» **ZADANIE PISEMNE**:
Zaktualizuj cały poniższy materiał, wstawiając "Object" w miejsce każdego wystąpienia "Target". Pozostałą treść przepisz bez żadnych zmian.

» **Fragmenty danych o ramkach ograniczających**:

....................

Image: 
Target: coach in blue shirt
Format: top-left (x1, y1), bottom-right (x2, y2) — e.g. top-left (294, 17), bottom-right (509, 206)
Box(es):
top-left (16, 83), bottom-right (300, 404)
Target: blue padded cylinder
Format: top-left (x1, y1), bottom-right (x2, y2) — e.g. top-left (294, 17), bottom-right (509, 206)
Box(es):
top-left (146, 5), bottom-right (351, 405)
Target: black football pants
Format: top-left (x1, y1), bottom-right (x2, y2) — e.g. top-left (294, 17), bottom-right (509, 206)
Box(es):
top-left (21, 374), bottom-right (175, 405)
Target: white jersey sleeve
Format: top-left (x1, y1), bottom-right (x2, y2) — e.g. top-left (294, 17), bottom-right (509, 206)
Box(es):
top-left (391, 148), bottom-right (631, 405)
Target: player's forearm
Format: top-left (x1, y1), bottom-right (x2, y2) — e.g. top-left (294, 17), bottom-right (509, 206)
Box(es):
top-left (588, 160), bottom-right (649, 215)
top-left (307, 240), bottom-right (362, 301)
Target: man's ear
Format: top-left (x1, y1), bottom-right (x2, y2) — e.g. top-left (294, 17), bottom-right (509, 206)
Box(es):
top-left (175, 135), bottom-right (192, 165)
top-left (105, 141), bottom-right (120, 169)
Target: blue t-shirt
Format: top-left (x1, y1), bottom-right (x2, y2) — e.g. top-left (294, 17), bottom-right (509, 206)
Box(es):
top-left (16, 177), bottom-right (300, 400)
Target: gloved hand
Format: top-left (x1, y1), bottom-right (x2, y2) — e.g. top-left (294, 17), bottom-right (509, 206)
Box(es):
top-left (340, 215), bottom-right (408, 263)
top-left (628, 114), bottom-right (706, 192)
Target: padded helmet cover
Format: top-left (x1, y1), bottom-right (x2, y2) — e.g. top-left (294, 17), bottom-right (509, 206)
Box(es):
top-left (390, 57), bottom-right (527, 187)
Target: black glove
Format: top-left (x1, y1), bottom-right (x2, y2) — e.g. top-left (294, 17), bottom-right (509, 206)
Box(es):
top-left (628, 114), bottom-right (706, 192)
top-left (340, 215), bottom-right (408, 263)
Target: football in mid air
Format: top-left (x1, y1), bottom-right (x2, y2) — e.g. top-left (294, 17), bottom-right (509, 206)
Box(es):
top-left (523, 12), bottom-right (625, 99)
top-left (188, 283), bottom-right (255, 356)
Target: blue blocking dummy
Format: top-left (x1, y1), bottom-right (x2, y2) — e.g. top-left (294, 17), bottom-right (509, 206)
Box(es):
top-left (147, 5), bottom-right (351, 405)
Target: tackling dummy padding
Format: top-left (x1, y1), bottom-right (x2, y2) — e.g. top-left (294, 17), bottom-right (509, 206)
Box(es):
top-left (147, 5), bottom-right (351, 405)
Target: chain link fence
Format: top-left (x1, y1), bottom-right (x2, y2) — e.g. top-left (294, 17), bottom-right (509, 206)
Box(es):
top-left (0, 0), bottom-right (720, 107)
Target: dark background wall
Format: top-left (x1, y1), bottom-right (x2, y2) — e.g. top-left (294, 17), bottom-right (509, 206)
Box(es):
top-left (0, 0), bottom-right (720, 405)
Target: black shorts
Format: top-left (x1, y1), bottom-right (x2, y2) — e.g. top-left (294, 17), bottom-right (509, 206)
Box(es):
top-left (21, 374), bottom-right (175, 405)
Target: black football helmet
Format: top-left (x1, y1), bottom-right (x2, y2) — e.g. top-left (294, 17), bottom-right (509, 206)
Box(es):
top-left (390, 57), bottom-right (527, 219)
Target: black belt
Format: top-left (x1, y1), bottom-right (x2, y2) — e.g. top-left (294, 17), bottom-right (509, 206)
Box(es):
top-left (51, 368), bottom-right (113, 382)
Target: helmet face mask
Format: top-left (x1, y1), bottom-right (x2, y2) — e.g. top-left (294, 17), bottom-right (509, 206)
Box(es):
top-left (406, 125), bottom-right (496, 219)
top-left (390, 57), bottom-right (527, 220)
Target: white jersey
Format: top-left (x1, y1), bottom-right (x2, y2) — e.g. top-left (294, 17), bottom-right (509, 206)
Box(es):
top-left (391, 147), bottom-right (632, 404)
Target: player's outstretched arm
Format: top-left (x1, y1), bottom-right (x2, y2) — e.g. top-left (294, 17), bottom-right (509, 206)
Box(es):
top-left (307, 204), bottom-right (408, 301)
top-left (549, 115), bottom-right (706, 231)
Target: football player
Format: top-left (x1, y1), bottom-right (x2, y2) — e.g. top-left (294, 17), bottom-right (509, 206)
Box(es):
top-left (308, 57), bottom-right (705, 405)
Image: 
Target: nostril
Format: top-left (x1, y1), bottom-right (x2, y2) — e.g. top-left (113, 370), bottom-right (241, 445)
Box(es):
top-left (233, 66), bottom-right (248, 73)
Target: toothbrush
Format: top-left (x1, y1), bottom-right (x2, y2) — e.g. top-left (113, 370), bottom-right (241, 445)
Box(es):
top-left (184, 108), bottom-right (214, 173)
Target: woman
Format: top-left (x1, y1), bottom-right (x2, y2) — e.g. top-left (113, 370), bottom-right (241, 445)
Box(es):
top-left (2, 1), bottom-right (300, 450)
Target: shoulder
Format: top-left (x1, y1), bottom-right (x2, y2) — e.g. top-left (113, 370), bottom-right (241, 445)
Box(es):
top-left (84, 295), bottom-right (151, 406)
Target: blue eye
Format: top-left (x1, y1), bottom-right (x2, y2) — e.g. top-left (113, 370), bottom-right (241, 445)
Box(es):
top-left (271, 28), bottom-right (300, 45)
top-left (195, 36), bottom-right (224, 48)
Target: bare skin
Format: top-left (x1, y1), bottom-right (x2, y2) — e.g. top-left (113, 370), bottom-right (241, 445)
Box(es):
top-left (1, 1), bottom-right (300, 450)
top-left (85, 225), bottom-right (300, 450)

....................

» **WYNIK ĆWICZENIA**:
Image: 
Object: coach in blue shirt
Format: top-left (x1, y1), bottom-right (x2, y2) — e.g. top-left (294, 17), bottom-right (509, 206)
Box(es):
top-left (16, 83), bottom-right (300, 404)
Object: blue padded cylinder
Format: top-left (x1, y1), bottom-right (x2, y2) — e.g. top-left (294, 17), bottom-right (509, 206)
Box(es):
top-left (146, 5), bottom-right (351, 405)
Object: black football pants
Format: top-left (x1, y1), bottom-right (x2, y2) — e.g. top-left (294, 17), bottom-right (509, 206)
Box(es):
top-left (21, 374), bottom-right (175, 405)
Object: white jersey sleeve
Format: top-left (x1, y1), bottom-right (x2, y2) — e.g. top-left (294, 17), bottom-right (509, 206)
Box(es):
top-left (391, 148), bottom-right (631, 405)
Object: player's forearm
Format: top-left (x1, y1), bottom-right (x2, y2) — e.g. top-left (294, 17), bottom-right (509, 206)
Box(es):
top-left (588, 160), bottom-right (649, 215)
top-left (307, 240), bottom-right (362, 301)
Object: man's ear
Format: top-left (x1, y1), bottom-right (x2, y2) — e.g. top-left (294, 17), bottom-right (509, 206)
Box(es):
top-left (175, 135), bottom-right (192, 165)
top-left (105, 141), bottom-right (120, 169)
Object: blue t-shirt
Format: top-left (x1, y1), bottom-right (x2, y2) — e.g. top-left (294, 17), bottom-right (509, 206)
Box(es):
top-left (16, 177), bottom-right (300, 400)
Object: gloved hand
Format: top-left (x1, y1), bottom-right (x2, y2) — e.g. top-left (294, 17), bottom-right (509, 206)
Box(es):
top-left (340, 215), bottom-right (408, 263)
top-left (628, 114), bottom-right (706, 192)
Object: padded helmet cover
Format: top-left (x1, y1), bottom-right (x2, y2) — e.g. top-left (294, 17), bottom-right (509, 206)
Box(es):
top-left (390, 57), bottom-right (527, 187)
Object: black glove
Format: top-left (x1, y1), bottom-right (x2, y2) — e.g. top-left (294, 17), bottom-right (509, 206)
Box(es):
top-left (628, 114), bottom-right (706, 192)
top-left (340, 215), bottom-right (408, 263)
Object: football in mid air
Format: top-left (x1, y1), bottom-right (x2, y2) — e.g. top-left (294, 17), bottom-right (509, 206)
Box(es):
top-left (523, 12), bottom-right (625, 99)
top-left (188, 283), bottom-right (255, 356)
Object: blue blocking dummy
Format: top-left (x1, y1), bottom-right (x2, y2) — e.g. top-left (294, 17), bottom-right (509, 206)
Box(es):
top-left (147, 5), bottom-right (351, 405)
Object: tackling dummy padding
Format: top-left (x1, y1), bottom-right (x2, y2) — e.g. top-left (294, 17), bottom-right (509, 206)
Box(es):
top-left (147, 5), bottom-right (351, 405)
Object: chain link fence
Format: top-left (x1, y1), bottom-right (x2, y2) — e.g. top-left (294, 17), bottom-right (509, 206)
Box(es):
top-left (0, 0), bottom-right (720, 107)
Object: dark background wall
Format: top-left (x1, y1), bottom-right (x2, y2) — e.g. top-left (294, 17), bottom-right (509, 206)
Box(es):
top-left (0, 0), bottom-right (720, 405)
Object: black shorts
Format: top-left (x1, y1), bottom-right (x2, y2) — e.g. top-left (294, 17), bottom-right (509, 206)
Box(es):
top-left (21, 374), bottom-right (175, 405)
Object: black football helmet
Format: top-left (x1, y1), bottom-right (x2, y2) — e.g. top-left (294, 17), bottom-right (509, 206)
Box(es):
top-left (390, 57), bottom-right (527, 219)
Object: black belt
Format: top-left (x1, y1), bottom-right (x2, y2) — e.g. top-left (294, 17), bottom-right (509, 206)
Box(es):
top-left (51, 368), bottom-right (113, 382)
Object: helmet face mask
Format: top-left (x1, y1), bottom-right (x2, y2) — e.g. top-left (294, 17), bottom-right (509, 206)
Box(es):
top-left (406, 125), bottom-right (496, 219)
top-left (390, 57), bottom-right (527, 220)
Object: white jersey
Format: top-left (x1, y1), bottom-right (x2, y2) — e.g. top-left (294, 17), bottom-right (509, 206)
Box(es):
top-left (391, 147), bottom-right (632, 404)
Object: player's outstretched arm
Format: top-left (x1, y1), bottom-right (x2, y2) — e.g. top-left (294, 17), bottom-right (509, 206)
Box(es):
top-left (307, 204), bottom-right (408, 301)
top-left (549, 115), bottom-right (706, 231)
Object: football player
Format: top-left (x1, y1), bottom-right (x2, y2) — e.g. top-left (294, 17), bottom-right (509, 206)
Box(es):
top-left (308, 57), bottom-right (705, 405)
Image: 
Object: nostril
Format: top-left (x1, y1), bottom-right (x2, y2) — e.g. top-left (113, 370), bottom-right (241, 445)
Box(es):
top-left (233, 66), bottom-right (248, 73)
Object: toothbrush
Format: top-left (x1, y1), bottom-right (x2, y2) — e.g. top-left (113, 370), bottom-right (241, 445)
Box(es):
top-left (184, 108), bottom-right (214, 173)
Object: woman
Format: top-left (x1, y1), bottom-right (x2, y2) — e.g. top-left (113, 370), bottom-right (241, 445)
Box(es):
top-left (2, 1), bottom-right (300, 450)
Object: shoulder
Format: top-left (x1, y1), bottom-right (x2, y2) — e.g. top-left (113, 370), bottom-right (241, 445)
Box(es):
top-left (84, 295), bottom-right (151, 406)
Object: blue eye
Format: top-left (x1, y1), bottom-right (x2, y2) — e.g. top-left (113, 370), bottom-right (241, 445)
Box(es):
top-left (271, 28), bottom-right (300, 45)
top-left (195, 36), bottom-right (224, 48)
Object: bare skin
Format: top-left (x1, y1), bottom-right (x2, y2) — e.g. top-left (113, 370), bottom-right (241, 445)
Box(es):
top-left (1, 1), bottom-right (300, 450)
top-left (85, 225), bottom-right (300, 450)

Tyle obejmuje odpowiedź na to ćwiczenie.